Exercise goal: If a line in the data holds the string "placemat", list it.

Dataset records:

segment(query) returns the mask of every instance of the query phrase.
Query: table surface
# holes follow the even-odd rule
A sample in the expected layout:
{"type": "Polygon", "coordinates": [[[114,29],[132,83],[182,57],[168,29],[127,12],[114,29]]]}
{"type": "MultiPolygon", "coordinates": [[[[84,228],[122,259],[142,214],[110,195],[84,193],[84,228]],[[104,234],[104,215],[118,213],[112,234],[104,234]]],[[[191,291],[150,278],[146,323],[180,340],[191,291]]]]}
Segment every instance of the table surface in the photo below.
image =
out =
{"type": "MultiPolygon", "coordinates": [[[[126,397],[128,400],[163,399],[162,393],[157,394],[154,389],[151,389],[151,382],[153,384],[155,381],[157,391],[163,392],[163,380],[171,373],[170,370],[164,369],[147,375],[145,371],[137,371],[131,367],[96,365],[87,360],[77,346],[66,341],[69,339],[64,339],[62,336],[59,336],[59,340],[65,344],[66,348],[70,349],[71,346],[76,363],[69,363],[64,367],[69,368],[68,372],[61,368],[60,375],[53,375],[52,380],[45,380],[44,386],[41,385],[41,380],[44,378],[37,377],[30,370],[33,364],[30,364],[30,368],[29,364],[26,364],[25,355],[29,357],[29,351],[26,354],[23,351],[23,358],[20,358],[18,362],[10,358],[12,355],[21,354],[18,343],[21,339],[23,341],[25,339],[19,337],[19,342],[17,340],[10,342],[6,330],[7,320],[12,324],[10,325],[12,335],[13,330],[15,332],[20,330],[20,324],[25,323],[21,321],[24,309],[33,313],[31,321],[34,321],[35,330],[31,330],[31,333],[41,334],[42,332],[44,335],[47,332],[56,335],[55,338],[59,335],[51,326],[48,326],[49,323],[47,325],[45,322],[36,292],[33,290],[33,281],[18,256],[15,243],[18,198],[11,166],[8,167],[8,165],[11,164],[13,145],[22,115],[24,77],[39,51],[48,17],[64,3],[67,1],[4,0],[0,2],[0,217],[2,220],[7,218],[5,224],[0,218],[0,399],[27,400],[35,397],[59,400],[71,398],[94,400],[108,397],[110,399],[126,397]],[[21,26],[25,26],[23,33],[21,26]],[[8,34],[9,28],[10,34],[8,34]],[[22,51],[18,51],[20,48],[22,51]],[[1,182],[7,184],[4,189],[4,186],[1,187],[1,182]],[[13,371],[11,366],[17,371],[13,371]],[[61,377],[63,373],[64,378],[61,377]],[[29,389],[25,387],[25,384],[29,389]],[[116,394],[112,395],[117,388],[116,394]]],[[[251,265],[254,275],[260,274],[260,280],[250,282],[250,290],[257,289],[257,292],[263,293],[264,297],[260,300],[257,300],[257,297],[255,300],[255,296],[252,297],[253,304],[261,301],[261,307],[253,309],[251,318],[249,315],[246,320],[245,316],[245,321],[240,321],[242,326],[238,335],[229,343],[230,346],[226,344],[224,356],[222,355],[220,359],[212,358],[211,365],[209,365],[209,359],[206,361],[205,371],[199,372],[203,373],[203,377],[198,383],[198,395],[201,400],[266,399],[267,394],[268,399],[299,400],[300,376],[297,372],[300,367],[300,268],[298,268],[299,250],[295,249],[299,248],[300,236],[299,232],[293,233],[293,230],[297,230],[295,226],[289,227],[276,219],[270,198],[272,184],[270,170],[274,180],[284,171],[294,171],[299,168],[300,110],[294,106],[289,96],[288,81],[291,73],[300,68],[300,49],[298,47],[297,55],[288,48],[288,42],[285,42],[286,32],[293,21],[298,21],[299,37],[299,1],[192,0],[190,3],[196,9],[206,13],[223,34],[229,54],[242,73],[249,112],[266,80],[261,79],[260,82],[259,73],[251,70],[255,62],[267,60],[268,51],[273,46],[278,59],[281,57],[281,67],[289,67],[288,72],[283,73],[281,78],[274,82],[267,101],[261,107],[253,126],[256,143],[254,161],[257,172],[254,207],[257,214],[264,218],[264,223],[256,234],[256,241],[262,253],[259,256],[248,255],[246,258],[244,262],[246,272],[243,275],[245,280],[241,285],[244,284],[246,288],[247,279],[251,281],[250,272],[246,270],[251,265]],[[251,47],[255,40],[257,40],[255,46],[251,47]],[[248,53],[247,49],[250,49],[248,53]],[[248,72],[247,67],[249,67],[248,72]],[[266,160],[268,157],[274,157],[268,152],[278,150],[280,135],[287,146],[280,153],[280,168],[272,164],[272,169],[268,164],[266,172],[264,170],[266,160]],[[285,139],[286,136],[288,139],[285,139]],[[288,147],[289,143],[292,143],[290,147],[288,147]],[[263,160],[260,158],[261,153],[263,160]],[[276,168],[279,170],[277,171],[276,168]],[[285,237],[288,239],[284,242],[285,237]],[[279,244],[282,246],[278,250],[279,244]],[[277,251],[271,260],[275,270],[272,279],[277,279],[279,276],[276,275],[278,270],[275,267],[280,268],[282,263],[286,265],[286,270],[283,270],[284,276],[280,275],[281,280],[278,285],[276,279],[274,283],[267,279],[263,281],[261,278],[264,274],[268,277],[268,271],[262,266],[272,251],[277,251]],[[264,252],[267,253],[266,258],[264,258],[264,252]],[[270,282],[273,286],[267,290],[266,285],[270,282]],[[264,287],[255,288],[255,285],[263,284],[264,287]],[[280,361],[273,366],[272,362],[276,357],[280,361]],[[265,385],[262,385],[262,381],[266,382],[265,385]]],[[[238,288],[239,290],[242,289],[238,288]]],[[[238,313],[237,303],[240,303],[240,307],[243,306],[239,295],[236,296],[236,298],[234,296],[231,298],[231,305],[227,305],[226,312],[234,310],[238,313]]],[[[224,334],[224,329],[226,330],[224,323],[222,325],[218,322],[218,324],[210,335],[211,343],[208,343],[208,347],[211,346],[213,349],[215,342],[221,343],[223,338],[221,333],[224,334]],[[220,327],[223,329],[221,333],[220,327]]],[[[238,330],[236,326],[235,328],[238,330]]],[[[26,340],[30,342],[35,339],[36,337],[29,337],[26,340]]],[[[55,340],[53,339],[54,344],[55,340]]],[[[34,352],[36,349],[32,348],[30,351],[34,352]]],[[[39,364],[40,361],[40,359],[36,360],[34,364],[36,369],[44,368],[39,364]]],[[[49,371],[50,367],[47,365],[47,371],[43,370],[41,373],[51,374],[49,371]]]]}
...
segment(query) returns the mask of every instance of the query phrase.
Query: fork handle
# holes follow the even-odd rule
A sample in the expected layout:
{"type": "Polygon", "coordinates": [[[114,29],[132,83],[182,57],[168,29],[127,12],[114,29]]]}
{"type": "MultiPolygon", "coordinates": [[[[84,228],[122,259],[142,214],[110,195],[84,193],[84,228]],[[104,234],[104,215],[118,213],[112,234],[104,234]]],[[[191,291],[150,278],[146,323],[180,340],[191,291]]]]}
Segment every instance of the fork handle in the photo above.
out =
---
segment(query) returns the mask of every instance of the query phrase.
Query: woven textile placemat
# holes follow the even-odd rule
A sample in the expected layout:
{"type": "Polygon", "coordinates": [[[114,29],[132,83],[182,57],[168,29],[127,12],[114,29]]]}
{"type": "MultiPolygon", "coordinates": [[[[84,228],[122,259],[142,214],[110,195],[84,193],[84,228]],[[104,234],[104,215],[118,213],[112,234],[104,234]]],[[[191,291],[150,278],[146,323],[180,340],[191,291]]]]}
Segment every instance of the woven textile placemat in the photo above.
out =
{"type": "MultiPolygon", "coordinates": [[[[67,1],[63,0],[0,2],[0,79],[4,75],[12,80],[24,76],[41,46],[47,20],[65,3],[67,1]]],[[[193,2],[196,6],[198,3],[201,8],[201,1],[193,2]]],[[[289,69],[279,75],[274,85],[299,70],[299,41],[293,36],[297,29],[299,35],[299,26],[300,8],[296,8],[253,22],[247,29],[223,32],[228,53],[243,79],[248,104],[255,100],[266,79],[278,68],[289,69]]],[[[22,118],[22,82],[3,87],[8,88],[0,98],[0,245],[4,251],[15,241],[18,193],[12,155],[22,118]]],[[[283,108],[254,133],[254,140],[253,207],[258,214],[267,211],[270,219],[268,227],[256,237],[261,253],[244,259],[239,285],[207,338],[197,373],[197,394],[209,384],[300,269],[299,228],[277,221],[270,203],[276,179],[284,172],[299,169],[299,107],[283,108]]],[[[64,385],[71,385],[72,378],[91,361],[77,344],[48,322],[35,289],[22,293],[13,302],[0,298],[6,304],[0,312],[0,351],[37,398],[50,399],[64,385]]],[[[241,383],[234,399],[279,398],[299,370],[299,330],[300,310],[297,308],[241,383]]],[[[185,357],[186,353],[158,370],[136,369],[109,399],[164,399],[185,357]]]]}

Reply:
Query: woven textile placemat
Segment every instance of the woven textile placemat in the photo above.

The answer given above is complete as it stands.